### [課題一覧]
#1 甲州道中の紀行文では、清水屋旅館は何年の創業とされていますか。
#2 最後の文のあとを受けて、甲州道中の紀行文の続きを書いてください。

### [掲載本文]
旅の途中

にいがた単身赴任時代に綴り始めた旅の備忘録。街道を歩いたり、酒肴をもとめてローカル線に乗ったり、時には単車に跨って。

甲州道中紀行10 韮崎宿~台ヶ原宿~教来石宿

2016-11-19 | 甲州道中紀行

 甲州道中の韮崎宿から蔦木宿(長野県富士見町)辺りまで続く七里岩は、
釜無川の侵食により形成された高さ10mから40mの侵食崖だ。
その南端に優美な平和観音が、市民の平和や登山者の安全を祈願して韮崎市内を見下ろす。

 

08:50 「韮崎宿」
 街道沿いの清水屋旅館は弘化二年(1845年)創業と云う。
通りを隔てた歯科医院が韮崎宿本陣の跡で問屋を兼ねていたそうだ。
甲州道中を参勤したのは、高島、高遠、飯田の信州の小藩。宿泊することは少なかった。

### [データ抜粋]

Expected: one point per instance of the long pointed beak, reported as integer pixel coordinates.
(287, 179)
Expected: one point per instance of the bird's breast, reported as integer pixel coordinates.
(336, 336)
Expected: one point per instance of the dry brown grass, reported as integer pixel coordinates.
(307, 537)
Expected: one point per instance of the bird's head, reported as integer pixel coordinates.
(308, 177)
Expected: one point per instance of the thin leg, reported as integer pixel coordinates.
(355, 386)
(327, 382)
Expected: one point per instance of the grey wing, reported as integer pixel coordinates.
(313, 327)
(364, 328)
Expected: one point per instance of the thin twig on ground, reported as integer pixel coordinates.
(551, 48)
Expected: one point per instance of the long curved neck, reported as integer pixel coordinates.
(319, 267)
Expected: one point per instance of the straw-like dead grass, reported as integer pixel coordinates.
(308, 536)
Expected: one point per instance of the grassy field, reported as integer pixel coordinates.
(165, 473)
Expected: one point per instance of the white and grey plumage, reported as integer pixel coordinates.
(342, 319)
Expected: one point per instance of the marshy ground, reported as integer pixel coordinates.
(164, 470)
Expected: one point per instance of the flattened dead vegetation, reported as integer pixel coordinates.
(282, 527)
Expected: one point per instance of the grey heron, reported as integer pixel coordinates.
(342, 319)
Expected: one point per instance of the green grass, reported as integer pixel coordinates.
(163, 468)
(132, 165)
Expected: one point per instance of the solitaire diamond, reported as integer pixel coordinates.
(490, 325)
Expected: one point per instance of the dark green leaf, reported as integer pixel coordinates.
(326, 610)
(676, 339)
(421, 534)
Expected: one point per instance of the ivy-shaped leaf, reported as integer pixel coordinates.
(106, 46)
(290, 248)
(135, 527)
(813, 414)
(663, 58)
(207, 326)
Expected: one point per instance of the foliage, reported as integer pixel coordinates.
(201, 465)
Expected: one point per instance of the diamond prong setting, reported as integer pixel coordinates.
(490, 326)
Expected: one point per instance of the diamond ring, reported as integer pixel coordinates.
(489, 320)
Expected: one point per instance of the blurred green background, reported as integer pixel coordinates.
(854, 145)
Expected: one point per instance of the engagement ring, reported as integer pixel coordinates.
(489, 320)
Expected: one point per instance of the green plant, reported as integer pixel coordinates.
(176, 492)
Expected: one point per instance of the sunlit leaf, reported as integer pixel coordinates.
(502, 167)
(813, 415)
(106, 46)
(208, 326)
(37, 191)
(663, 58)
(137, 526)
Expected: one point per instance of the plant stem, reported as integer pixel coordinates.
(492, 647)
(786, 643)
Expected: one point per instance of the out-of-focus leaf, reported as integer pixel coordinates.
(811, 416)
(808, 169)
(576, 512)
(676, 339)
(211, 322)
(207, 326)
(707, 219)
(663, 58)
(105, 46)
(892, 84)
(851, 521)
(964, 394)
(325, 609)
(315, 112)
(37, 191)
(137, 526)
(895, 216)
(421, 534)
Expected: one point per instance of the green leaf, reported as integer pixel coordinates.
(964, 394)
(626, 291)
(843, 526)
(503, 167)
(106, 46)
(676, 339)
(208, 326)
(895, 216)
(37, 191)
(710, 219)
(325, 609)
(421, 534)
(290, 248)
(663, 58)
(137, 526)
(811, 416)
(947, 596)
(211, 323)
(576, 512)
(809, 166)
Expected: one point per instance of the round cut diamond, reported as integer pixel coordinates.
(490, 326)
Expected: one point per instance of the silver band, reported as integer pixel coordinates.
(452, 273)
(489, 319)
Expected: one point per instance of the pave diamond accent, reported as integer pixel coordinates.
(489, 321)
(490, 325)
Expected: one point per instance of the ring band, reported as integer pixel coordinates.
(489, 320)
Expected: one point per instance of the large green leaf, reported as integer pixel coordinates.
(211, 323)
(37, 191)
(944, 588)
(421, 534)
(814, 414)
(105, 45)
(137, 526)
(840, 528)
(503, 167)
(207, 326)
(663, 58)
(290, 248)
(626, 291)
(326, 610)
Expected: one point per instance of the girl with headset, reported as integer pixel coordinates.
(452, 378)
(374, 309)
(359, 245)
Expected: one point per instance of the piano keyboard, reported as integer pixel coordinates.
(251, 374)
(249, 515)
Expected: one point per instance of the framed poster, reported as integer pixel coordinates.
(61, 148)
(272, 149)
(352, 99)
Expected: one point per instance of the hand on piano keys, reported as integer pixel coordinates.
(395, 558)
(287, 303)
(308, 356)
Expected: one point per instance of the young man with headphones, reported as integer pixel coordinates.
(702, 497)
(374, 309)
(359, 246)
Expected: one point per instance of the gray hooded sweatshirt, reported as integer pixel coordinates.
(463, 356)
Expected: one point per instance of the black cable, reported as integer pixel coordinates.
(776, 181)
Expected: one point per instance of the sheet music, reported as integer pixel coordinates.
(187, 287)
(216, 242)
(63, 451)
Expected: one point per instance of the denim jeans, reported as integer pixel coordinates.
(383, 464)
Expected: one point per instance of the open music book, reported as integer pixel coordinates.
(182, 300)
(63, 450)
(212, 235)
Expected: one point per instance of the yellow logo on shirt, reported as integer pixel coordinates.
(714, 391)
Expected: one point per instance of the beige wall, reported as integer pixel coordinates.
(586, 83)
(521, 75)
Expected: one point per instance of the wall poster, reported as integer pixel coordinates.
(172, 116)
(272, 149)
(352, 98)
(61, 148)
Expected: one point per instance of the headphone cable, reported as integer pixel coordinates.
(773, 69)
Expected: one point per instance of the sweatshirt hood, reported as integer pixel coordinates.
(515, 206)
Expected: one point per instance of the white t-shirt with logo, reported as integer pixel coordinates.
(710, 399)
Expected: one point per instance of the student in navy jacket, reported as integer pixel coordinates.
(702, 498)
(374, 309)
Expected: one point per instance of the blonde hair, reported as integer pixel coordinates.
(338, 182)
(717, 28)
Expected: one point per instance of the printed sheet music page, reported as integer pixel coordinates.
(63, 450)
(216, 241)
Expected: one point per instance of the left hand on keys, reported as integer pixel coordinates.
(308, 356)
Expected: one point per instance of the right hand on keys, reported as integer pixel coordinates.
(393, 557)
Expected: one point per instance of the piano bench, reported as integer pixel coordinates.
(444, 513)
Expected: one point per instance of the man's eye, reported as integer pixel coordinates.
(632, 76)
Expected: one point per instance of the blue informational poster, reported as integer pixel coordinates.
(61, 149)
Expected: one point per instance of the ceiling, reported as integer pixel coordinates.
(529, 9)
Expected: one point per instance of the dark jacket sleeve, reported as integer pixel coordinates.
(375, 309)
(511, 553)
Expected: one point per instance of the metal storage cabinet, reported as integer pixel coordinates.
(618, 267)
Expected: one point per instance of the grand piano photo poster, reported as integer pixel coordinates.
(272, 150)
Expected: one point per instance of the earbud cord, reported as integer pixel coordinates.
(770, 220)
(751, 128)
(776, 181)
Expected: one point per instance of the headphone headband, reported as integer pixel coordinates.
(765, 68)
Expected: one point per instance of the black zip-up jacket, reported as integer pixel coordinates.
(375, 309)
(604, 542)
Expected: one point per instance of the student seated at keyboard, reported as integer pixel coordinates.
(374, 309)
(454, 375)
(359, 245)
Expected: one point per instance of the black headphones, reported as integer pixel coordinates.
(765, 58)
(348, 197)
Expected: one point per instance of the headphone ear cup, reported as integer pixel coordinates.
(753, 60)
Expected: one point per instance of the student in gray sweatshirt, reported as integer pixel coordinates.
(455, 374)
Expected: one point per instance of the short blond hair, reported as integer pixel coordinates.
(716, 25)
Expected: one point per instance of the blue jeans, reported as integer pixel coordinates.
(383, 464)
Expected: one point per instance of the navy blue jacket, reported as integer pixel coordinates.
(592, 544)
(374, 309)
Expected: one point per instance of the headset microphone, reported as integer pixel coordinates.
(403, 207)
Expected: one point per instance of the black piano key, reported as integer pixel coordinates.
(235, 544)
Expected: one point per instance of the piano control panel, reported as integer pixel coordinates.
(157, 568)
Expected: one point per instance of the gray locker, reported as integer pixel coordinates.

### [解答例]
#1 弘化二年(1845年)です。

#2
宿場を発って10分、青坂の分岐に差し掛かる。左手を直進するのは甲州道中。
右手に勾配を上って行くのは通称「原路」、甲州道中裏街道だ。
この先台ヶ原宿までの甲州道中が、しばしば釜無川の氾濫で通行不能になったことから、
七里岩上に迂回路として開削されたものだ。ちなみに甲州道中本路を「河路」と呼ぶ。

 

右手に七里岩の浸食崖を見ながら釜無川沿いを往く。
祖母石(うばいし)地区に茅葺の武家門がある。旧くは武田家に仕えた名家だそうだ。
享保九年(1724年)に遷座された神明宮は旧祖母石村の鎮守。
常夜燈が金毘羅山であるのは釜無川の舟運に由来するものだそうだ。

 

南無阿弥陀佛と彫られた碑は、表面が朱に塗られていることから赤地蔵と呼ばれている。
この辺り釜無川の対岸(南西方向)を望むと、薄らと雪を被った山々が見える。
多分、地蔵岳・観音岳・薬師岳の鳳凰三山だと思う。南アルプス北端の2800m級の山々だ。

10:35 「穴山橋」
 穴山橋で釜無川を渡る。川に沿う浸食崖が七里岩、遠く雲がかかった八ヶ岳が望める。 

 

釜無川西岸を往く。上円野地区はR20を離れて並行する旧道を進む。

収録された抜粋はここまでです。